- [TASK] List every line of the data below that contains the word "sword".
begin EXCERPTED RECORDS
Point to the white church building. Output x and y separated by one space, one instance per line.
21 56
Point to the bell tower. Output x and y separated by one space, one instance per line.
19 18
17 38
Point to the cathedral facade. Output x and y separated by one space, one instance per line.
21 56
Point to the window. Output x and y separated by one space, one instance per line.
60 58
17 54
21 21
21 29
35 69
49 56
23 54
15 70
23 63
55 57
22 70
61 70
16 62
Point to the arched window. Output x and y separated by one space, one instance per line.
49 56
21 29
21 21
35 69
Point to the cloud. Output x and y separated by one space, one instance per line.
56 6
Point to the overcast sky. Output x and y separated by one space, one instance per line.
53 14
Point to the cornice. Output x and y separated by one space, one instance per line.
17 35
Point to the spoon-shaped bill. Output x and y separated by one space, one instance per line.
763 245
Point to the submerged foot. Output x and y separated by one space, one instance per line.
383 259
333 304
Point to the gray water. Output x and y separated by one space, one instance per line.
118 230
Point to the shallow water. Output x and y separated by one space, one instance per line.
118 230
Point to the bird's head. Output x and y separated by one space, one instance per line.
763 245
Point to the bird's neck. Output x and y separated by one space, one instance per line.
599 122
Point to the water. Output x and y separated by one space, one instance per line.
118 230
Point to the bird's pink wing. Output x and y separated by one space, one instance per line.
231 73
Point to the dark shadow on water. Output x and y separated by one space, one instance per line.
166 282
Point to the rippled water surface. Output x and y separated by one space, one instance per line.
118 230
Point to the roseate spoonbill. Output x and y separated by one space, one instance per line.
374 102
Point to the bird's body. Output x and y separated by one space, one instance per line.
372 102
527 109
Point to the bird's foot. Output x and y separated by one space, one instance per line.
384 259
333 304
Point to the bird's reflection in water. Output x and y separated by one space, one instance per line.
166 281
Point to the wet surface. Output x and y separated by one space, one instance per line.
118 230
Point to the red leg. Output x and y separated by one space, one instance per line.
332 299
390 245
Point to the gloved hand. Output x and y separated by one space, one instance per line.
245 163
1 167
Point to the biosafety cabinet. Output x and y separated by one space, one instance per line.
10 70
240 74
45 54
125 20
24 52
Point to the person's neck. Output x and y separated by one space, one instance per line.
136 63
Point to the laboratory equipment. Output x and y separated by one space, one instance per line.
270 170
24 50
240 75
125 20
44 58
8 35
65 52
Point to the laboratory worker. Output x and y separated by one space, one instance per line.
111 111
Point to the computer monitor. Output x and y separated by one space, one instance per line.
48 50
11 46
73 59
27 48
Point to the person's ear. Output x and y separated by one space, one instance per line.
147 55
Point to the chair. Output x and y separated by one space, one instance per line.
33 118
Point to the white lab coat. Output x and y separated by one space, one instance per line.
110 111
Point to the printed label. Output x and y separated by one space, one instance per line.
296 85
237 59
end EXCERPTED RECORDS
begin EXCERPTED RECORDS
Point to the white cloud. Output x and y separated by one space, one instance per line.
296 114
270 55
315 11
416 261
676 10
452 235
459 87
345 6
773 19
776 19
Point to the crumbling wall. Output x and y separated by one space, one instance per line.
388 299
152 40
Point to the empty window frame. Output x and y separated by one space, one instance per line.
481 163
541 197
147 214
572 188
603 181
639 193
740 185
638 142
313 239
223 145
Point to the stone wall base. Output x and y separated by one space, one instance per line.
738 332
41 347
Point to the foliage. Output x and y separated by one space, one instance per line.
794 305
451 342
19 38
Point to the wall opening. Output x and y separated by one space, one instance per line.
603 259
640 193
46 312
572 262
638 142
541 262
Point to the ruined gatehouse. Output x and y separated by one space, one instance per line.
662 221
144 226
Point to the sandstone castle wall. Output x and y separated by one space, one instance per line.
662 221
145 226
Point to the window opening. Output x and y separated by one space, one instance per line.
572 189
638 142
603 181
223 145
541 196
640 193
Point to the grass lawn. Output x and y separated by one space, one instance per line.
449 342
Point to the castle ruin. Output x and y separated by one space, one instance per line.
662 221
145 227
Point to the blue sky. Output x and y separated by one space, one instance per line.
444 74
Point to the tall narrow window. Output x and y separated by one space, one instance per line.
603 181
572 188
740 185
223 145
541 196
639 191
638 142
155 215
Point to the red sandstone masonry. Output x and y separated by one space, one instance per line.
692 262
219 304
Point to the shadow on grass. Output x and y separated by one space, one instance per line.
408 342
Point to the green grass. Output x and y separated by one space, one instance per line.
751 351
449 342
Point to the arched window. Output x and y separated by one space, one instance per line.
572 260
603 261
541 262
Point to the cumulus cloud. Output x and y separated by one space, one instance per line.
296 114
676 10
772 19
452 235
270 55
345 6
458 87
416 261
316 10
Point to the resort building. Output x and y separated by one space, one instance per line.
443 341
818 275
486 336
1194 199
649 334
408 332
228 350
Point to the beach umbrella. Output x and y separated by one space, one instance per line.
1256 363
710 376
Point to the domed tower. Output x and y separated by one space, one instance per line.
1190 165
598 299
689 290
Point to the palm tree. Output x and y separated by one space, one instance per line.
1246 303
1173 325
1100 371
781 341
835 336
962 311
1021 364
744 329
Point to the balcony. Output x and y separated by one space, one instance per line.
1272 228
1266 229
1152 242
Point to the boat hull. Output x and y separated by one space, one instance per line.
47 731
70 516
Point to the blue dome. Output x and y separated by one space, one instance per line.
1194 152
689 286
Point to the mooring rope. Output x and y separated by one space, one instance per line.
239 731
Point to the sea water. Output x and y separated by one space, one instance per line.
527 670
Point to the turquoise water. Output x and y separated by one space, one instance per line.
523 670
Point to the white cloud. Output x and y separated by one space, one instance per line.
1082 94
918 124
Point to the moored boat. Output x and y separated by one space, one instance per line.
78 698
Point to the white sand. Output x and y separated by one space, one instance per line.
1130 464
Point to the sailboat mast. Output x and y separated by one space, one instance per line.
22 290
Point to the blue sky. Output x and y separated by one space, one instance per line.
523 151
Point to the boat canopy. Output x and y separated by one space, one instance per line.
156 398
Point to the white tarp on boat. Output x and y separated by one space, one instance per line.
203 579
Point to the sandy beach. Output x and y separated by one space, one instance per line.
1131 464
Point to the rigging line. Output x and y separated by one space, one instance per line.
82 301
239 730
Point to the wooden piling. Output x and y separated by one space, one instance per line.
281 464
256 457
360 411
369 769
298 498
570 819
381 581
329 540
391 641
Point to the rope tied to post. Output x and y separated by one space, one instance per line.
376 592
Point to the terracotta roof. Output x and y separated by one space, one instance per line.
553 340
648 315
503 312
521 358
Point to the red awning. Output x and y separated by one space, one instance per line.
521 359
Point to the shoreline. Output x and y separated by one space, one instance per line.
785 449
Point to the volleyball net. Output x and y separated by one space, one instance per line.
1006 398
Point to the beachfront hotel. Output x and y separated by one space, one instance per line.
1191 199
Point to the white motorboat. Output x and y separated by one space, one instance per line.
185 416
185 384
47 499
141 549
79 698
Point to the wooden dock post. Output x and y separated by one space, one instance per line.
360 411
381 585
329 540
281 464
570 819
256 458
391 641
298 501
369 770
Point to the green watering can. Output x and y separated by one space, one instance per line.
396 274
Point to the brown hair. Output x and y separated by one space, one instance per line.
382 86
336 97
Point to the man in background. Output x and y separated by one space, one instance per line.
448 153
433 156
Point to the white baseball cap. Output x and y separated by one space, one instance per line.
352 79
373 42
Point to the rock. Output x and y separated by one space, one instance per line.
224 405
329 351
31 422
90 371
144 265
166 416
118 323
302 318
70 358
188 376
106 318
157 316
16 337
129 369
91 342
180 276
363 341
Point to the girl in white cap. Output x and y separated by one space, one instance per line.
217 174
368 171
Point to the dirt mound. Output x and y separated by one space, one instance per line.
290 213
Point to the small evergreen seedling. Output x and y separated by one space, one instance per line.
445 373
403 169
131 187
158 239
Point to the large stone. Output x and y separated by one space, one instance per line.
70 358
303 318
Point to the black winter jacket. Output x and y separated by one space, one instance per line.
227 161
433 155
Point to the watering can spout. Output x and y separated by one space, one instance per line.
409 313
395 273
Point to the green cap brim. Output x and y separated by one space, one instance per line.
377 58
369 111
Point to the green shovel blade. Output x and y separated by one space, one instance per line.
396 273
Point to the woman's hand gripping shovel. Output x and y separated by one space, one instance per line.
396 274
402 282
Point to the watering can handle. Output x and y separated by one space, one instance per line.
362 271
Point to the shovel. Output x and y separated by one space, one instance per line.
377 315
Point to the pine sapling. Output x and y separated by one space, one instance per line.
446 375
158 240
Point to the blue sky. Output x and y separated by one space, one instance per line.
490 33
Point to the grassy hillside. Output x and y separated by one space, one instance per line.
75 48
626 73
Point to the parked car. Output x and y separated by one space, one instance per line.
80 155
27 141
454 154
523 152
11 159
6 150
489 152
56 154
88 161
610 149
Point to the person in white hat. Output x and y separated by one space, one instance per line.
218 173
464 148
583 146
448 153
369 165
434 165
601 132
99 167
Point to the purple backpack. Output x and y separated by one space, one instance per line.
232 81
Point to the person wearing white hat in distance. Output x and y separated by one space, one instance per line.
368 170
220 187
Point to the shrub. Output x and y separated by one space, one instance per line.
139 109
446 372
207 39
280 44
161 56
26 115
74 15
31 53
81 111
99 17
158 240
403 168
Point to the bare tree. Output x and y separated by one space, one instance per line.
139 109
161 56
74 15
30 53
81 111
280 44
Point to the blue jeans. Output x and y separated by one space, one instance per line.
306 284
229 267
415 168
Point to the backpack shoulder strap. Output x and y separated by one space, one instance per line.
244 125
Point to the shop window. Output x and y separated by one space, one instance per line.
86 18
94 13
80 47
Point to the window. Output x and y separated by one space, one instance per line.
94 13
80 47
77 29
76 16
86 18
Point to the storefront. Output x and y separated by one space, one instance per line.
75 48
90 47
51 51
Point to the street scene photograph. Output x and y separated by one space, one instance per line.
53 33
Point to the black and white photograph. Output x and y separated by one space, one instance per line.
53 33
end EXCERPTED RECORDS
begin EXCERPTED RECORDS
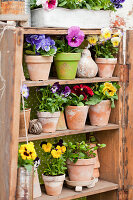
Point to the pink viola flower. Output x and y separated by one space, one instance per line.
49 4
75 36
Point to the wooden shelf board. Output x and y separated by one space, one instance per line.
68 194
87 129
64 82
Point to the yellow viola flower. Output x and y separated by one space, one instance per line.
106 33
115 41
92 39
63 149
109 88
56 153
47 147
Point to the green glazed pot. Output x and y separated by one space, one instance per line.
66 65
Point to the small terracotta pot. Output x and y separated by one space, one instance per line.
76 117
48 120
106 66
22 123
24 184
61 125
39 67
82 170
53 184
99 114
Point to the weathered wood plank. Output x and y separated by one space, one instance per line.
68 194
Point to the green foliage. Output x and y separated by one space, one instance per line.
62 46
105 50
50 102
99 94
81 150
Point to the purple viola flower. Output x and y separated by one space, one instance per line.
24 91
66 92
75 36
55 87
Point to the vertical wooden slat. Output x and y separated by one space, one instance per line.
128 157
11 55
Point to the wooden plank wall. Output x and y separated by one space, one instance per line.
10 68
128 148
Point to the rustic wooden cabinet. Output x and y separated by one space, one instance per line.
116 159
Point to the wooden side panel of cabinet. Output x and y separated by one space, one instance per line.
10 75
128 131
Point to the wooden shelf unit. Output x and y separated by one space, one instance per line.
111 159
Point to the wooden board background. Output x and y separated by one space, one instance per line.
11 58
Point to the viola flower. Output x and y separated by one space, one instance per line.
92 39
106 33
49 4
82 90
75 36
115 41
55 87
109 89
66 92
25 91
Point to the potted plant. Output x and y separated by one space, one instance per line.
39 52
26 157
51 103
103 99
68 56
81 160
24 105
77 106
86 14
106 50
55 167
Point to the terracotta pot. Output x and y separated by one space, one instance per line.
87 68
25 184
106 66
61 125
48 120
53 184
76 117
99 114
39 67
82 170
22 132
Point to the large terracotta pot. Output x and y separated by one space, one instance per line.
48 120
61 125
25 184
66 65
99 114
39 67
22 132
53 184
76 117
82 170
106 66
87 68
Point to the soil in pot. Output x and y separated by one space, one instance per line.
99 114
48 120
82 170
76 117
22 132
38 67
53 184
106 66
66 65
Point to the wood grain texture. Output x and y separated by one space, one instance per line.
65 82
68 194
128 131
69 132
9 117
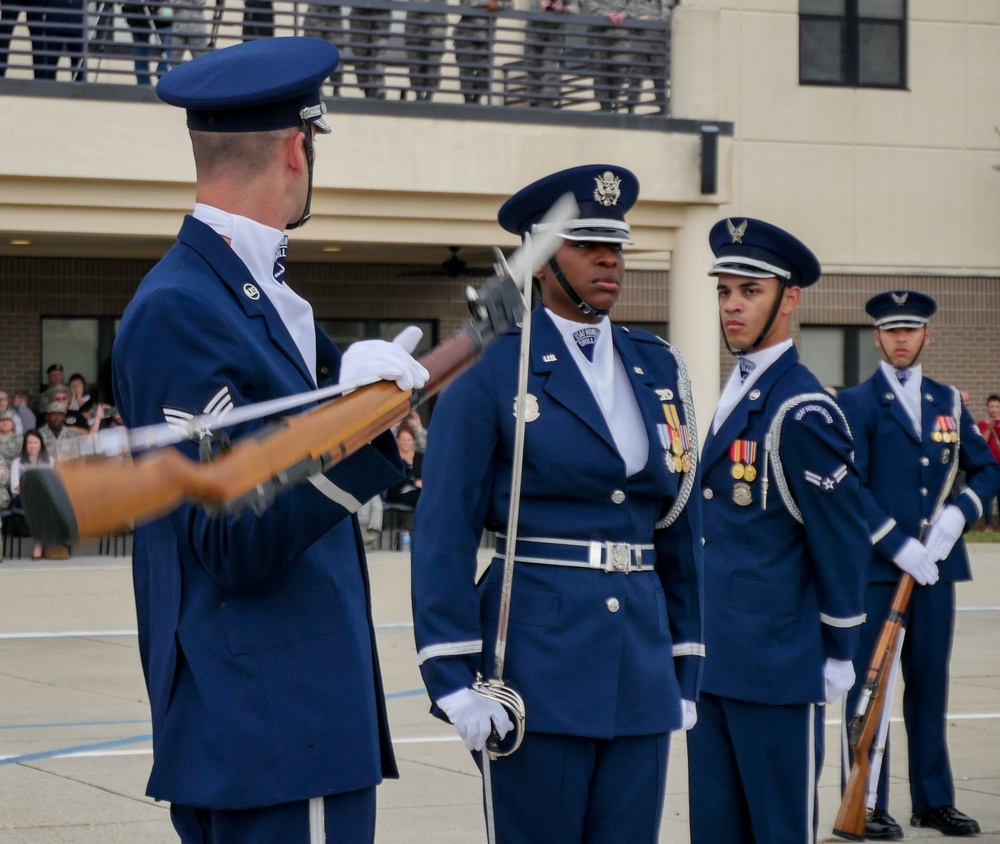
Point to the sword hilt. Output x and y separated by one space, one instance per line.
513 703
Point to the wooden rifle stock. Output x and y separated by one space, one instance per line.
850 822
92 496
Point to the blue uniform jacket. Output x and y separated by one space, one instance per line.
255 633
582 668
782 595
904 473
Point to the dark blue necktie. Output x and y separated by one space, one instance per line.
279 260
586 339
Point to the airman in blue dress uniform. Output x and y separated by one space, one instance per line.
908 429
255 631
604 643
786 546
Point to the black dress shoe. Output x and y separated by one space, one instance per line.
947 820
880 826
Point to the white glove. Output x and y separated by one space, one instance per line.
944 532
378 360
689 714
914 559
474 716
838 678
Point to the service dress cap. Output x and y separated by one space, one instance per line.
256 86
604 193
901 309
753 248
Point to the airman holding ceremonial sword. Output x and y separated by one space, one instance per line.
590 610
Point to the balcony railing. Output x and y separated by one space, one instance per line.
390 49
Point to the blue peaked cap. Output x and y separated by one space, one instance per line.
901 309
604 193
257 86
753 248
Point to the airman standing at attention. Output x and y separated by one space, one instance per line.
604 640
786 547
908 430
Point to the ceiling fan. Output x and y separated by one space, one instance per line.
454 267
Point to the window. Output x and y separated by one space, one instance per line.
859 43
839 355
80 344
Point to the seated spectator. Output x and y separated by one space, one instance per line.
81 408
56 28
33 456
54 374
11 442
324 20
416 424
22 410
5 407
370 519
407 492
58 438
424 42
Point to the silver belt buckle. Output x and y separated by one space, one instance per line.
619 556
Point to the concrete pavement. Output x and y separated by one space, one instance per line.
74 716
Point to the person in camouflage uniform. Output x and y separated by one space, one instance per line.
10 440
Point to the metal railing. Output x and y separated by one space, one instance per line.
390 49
end EXCERPTED RECORDS
- [COMPLETE ANSWER]
Point to the sword hilt. Output x and y separated by one space, one instance per line.
Point to the airman holding ceremonial sword. Output x and y separated by one space, one instance per line.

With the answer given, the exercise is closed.